**LISTING:**
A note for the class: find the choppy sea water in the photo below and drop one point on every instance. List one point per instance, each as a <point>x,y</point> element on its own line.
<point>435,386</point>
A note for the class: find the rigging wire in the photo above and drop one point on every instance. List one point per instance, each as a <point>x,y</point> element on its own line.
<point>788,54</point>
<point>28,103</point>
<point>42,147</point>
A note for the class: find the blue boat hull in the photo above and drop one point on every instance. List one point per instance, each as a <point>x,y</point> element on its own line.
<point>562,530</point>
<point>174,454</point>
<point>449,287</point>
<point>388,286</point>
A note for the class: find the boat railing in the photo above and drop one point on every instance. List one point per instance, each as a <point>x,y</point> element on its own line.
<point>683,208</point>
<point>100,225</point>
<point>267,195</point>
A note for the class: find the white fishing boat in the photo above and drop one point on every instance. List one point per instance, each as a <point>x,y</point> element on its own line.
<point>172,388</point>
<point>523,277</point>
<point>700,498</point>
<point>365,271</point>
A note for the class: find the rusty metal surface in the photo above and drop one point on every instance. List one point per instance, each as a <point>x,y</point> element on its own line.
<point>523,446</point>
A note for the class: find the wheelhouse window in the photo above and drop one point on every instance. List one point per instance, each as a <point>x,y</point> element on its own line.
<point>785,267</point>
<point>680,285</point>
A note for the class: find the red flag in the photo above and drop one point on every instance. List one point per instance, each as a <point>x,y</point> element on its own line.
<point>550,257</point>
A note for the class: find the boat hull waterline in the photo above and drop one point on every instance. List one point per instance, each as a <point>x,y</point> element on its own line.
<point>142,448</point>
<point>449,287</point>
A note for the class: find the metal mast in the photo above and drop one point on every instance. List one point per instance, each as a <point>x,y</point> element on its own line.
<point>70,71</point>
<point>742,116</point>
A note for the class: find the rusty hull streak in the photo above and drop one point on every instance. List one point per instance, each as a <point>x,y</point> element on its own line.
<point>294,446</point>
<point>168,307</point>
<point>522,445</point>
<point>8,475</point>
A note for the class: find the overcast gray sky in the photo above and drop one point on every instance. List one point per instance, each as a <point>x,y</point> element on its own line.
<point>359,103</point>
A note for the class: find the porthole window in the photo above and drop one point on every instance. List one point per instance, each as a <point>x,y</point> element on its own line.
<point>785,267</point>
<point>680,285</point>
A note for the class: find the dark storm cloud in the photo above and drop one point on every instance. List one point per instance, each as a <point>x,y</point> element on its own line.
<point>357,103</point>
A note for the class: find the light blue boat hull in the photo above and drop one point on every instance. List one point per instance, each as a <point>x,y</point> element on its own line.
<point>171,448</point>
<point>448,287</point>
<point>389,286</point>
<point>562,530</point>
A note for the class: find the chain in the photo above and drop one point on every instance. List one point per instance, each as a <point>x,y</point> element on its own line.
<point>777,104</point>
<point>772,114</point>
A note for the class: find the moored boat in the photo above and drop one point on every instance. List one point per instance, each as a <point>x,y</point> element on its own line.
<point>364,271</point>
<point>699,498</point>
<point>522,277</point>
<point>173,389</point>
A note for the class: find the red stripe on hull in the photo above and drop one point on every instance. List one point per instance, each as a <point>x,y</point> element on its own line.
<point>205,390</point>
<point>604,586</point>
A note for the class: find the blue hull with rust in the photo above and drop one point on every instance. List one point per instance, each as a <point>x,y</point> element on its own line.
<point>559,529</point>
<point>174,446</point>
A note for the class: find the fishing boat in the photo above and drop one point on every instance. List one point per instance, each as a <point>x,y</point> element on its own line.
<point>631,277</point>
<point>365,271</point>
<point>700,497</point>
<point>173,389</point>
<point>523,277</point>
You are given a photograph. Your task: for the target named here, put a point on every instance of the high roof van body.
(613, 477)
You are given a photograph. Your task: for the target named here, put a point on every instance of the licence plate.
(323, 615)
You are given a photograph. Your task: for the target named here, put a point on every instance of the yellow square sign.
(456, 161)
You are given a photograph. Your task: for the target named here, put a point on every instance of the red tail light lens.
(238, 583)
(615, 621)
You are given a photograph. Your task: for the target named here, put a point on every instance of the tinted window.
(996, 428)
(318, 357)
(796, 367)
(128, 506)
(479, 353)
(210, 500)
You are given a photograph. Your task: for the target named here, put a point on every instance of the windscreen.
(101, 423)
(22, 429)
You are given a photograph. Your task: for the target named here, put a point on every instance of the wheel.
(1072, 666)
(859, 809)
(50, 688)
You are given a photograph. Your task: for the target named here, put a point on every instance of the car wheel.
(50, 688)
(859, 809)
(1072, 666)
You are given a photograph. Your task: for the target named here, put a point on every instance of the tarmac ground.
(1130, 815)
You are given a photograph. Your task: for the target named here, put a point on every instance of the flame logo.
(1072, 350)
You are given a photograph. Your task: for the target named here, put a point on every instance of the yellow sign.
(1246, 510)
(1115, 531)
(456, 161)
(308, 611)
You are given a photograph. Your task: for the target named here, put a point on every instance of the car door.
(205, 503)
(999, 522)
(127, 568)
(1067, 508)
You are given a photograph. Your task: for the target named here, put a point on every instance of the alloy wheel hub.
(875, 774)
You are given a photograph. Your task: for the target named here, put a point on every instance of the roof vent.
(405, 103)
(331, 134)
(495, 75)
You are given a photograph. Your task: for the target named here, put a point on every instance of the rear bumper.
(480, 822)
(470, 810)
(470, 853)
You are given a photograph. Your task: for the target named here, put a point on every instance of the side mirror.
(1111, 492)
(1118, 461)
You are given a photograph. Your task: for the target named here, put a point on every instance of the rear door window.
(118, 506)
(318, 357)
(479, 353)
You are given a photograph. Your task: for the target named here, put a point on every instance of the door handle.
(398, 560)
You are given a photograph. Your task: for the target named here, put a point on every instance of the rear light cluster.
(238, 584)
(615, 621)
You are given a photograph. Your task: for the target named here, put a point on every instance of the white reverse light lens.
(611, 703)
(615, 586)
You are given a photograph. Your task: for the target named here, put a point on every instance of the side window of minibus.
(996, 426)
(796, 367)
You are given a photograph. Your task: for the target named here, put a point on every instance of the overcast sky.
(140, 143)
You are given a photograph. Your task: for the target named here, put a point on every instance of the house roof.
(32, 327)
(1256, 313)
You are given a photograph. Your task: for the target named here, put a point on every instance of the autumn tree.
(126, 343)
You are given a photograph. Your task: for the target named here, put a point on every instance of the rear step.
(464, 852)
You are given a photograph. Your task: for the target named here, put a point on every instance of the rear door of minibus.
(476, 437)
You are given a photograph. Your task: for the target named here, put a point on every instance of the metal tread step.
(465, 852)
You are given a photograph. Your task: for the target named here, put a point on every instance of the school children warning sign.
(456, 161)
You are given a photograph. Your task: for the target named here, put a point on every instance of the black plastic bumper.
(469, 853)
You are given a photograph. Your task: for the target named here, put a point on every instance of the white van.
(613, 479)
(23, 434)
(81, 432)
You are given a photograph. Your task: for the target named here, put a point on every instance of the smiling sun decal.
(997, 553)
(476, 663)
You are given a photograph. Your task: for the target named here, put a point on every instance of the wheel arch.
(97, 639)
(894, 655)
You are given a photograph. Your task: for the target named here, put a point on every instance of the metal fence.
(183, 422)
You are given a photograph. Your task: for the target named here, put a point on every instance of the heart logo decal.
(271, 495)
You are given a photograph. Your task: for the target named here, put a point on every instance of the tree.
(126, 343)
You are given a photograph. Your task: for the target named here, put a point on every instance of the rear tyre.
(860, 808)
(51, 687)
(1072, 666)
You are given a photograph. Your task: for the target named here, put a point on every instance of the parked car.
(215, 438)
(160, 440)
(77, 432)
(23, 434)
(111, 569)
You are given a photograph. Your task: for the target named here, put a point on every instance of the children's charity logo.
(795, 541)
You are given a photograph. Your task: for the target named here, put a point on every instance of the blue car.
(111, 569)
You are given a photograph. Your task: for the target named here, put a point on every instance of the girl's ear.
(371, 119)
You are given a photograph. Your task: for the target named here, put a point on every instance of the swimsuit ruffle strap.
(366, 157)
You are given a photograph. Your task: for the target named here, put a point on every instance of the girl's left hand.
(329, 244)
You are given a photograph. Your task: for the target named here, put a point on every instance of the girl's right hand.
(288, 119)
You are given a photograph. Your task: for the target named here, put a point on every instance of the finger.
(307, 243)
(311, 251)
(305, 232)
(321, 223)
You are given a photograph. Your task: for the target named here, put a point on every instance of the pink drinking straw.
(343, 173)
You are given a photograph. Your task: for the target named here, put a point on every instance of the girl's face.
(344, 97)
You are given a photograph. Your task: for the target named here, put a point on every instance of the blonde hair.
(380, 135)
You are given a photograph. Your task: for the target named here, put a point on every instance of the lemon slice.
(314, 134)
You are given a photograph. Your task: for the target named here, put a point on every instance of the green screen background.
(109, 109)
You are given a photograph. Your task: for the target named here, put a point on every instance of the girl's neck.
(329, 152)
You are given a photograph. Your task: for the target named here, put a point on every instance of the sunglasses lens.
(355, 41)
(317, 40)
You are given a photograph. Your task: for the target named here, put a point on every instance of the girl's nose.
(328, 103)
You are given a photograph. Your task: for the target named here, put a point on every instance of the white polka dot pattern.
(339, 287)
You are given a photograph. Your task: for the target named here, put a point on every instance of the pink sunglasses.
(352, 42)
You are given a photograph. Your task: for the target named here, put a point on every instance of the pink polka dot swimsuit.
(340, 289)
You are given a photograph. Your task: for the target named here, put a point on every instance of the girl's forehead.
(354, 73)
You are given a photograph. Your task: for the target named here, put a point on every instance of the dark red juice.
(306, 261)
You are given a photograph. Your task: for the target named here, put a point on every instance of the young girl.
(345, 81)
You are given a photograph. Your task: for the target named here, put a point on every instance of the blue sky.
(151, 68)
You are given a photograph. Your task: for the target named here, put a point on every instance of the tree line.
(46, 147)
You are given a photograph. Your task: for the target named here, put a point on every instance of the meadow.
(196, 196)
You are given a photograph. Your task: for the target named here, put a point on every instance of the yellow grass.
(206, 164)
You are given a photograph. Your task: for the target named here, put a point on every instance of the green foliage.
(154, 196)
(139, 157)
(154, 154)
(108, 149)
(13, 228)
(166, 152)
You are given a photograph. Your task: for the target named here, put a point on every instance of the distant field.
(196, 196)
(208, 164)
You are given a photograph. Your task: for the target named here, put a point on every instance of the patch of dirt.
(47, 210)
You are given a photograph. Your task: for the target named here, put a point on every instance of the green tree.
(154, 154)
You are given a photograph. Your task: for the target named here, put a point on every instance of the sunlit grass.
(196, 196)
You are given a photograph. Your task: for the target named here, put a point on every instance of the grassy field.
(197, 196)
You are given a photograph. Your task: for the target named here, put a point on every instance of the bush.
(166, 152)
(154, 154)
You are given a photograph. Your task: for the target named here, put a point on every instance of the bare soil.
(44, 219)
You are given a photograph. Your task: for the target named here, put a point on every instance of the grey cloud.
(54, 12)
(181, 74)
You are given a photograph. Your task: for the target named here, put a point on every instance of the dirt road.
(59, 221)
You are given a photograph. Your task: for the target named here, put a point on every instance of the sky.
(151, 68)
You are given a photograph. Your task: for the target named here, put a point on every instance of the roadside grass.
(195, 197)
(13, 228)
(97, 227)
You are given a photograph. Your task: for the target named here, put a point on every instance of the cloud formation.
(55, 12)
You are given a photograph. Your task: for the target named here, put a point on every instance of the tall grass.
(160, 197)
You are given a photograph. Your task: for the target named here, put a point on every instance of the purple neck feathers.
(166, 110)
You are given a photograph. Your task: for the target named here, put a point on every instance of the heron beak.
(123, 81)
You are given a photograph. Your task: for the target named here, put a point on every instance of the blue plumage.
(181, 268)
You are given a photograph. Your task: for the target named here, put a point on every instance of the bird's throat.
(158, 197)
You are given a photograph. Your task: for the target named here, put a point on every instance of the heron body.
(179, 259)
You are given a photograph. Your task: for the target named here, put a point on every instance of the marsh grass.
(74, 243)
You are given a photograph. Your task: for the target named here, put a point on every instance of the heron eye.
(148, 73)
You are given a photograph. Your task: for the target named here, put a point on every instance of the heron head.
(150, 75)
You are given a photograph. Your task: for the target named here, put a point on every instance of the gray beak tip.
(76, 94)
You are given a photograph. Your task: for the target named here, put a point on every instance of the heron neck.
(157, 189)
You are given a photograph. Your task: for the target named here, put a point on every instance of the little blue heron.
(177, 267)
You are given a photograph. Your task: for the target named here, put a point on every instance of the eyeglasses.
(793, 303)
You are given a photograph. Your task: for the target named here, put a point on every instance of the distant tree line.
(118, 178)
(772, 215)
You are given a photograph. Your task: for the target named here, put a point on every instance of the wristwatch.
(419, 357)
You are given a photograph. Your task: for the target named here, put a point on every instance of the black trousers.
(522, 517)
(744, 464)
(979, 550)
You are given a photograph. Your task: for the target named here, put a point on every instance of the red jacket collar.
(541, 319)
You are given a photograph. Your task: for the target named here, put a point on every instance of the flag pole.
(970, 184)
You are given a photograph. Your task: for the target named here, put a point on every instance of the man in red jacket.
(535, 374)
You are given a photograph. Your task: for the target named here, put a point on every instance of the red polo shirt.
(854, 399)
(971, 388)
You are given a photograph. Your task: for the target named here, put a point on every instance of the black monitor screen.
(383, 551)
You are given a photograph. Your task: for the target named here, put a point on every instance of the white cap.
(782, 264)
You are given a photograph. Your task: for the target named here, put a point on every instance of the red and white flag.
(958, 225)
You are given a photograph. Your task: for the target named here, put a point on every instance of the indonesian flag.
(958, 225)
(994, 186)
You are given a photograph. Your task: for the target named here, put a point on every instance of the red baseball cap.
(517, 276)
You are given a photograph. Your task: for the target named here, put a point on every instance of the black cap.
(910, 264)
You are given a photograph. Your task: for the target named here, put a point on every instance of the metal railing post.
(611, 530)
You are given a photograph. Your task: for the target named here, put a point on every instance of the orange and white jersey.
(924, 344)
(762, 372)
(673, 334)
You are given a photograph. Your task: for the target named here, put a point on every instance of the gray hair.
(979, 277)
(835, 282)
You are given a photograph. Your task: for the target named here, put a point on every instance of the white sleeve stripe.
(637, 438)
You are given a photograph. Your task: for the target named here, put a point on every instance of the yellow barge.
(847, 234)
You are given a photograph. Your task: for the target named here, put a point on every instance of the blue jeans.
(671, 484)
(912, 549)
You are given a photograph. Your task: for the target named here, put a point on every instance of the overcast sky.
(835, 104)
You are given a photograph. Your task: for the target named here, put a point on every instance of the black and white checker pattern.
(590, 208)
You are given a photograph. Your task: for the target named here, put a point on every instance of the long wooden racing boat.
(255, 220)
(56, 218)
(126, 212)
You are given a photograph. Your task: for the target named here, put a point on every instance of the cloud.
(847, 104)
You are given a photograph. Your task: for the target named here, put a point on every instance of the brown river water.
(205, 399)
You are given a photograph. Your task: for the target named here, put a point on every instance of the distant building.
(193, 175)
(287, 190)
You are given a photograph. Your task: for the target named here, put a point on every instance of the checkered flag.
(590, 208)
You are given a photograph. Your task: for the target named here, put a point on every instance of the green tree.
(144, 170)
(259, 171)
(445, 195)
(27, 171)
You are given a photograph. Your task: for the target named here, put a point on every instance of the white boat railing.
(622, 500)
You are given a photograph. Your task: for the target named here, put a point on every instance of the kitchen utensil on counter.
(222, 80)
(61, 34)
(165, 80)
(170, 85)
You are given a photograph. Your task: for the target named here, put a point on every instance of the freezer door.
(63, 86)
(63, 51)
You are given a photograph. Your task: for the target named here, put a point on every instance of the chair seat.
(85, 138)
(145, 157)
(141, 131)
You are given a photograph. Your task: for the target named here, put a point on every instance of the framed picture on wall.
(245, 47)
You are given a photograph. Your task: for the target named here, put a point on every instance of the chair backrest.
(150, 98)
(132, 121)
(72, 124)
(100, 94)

**PROBLEM REQUIREMENTS:** Convert the rows between the line holding "the chair seat." and the end of the rows, inclusive, into a two-column CSV with the headers instruction and points. Give one CSV line for each row, with its text and its answer each in a single quoted field and line breaks changed to spaces.

**RESULT OF THE TASK:**
instruction,points
"You are given a photograph. Your task: for the target named here, put a point on every instance of the chair seat.","(85, 138) (145, 157) (141, 131)"
"You are given a photograph. Your task: for the target named here, put a point on every instance of the framed picture on wall.","(245, 47)"
"You are given a photograph. Your task: for the target named here, put a point on every instance of the chair backrest.","(150, 98) (132, 121) (72, 124) (100, 94)"